:: WHAT YOU NEED TO DO ::
Please quote word for word the lines of the listing that run from the line containing "on the lake" through the line containing "x=115, y=126", both included.

[START OF DATA ENTRIES]

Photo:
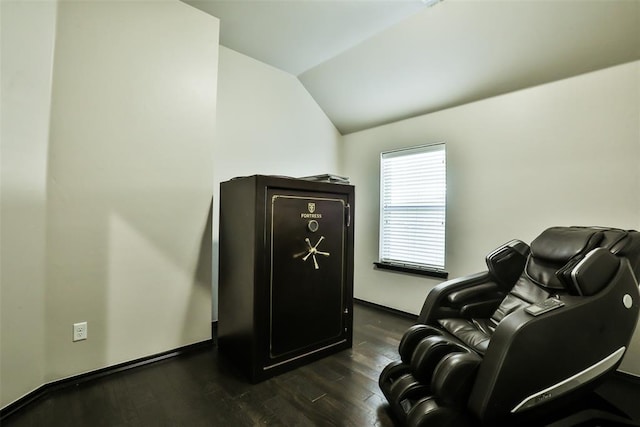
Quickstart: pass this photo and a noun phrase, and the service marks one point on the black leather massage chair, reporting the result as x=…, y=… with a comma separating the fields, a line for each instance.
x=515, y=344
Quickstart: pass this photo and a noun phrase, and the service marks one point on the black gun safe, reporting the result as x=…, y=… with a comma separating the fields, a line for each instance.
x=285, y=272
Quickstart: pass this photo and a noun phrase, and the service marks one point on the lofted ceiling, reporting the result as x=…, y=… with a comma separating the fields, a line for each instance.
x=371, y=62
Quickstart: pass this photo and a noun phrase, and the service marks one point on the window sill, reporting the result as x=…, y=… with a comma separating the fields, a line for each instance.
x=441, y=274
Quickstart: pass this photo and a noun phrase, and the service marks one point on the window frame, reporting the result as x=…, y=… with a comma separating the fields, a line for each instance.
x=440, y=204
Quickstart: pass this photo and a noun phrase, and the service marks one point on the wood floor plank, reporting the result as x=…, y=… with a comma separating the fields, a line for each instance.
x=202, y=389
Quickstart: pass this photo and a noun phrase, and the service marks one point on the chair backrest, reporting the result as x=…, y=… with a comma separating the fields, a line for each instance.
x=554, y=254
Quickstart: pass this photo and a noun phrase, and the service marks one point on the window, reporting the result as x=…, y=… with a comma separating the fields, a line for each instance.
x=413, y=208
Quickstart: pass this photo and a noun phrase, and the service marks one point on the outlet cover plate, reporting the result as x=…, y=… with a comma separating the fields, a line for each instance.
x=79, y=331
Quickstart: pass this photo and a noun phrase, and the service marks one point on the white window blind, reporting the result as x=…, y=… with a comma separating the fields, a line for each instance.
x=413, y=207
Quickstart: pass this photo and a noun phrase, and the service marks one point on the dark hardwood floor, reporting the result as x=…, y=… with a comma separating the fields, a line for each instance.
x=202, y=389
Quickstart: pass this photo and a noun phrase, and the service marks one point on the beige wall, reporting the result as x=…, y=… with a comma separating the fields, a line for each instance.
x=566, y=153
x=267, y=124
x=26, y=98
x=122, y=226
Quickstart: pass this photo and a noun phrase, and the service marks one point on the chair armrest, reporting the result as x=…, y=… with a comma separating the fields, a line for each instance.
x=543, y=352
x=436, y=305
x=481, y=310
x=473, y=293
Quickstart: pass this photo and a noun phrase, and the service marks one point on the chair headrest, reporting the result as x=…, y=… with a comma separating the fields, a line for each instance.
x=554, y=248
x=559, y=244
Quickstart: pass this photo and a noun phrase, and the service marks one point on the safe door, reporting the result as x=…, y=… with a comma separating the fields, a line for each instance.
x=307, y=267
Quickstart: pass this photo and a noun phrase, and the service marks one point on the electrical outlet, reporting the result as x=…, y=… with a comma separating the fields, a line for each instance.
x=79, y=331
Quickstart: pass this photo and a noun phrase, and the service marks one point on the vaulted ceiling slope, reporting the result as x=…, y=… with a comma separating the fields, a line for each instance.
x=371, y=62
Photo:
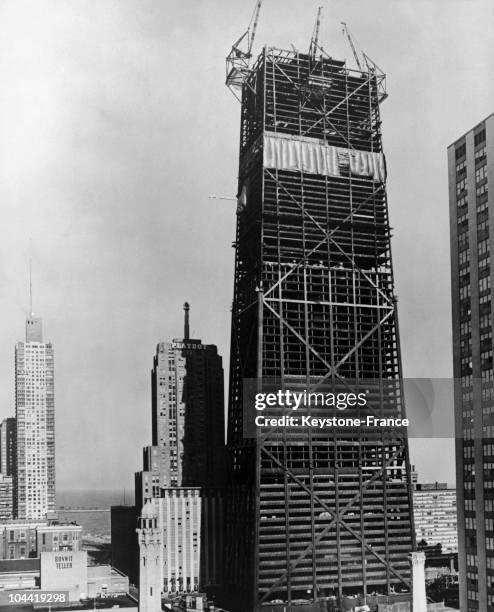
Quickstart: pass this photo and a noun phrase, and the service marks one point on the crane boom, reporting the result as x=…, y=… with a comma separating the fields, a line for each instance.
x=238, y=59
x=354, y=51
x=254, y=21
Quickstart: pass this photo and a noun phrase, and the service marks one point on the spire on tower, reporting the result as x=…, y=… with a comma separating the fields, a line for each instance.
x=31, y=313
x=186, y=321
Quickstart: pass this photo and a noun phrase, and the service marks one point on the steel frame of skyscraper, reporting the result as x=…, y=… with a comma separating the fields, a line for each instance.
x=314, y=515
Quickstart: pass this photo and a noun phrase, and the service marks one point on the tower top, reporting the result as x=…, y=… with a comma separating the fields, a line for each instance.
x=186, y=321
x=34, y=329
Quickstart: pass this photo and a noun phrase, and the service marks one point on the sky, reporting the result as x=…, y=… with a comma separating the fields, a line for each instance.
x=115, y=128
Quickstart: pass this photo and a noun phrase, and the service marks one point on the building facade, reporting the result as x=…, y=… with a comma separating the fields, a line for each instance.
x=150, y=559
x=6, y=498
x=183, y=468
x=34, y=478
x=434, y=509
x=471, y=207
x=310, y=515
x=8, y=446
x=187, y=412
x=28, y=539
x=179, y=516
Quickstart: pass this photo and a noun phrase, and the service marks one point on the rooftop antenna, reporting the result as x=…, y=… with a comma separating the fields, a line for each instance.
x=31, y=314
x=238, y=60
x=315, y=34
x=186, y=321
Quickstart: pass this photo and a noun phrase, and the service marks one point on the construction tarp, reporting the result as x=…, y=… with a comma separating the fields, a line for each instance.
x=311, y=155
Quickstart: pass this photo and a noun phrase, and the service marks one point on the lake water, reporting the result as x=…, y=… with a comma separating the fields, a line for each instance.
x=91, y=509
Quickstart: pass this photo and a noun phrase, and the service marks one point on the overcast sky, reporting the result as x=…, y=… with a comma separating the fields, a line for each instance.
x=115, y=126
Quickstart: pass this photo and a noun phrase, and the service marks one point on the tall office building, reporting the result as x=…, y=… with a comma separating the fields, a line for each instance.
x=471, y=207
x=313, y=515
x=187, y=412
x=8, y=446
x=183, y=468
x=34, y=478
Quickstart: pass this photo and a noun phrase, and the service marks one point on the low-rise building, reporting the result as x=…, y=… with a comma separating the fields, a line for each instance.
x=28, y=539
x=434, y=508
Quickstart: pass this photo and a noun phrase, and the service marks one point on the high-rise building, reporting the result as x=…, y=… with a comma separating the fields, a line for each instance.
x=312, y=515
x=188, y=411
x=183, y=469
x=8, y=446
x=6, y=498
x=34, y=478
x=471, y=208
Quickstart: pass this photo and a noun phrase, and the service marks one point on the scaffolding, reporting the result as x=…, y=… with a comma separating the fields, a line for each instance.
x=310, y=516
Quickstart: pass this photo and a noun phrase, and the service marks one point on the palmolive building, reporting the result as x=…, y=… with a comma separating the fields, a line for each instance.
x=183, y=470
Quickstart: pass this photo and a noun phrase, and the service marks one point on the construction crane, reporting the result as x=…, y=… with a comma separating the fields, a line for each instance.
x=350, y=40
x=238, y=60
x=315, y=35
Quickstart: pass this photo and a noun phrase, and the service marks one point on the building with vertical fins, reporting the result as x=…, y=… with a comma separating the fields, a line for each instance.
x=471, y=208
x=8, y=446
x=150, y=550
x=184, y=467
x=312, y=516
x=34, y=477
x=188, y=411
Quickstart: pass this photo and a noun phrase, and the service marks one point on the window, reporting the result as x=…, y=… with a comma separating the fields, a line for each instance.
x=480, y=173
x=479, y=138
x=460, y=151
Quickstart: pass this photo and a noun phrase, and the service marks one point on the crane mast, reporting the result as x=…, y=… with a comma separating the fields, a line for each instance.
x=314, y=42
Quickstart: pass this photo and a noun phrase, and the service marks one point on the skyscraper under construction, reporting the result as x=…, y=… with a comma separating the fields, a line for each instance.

[END OF DATA ENTRIES]

:: RESPONSE TO THIS EXERCISE ::
Quickstart: pass this photo and a noun phrase, and the service marks one point on the lake water, reporting the result as x=…, y=… with a comma separating the fields, a line for each instance.
x=91, y=509
Quickstart: pass this photo and a noun phrase, and the service marks one point on the overcast sky, reporting the result as x=…, y=… with a comma separating the fields, a line for each instance.
x=115, y=126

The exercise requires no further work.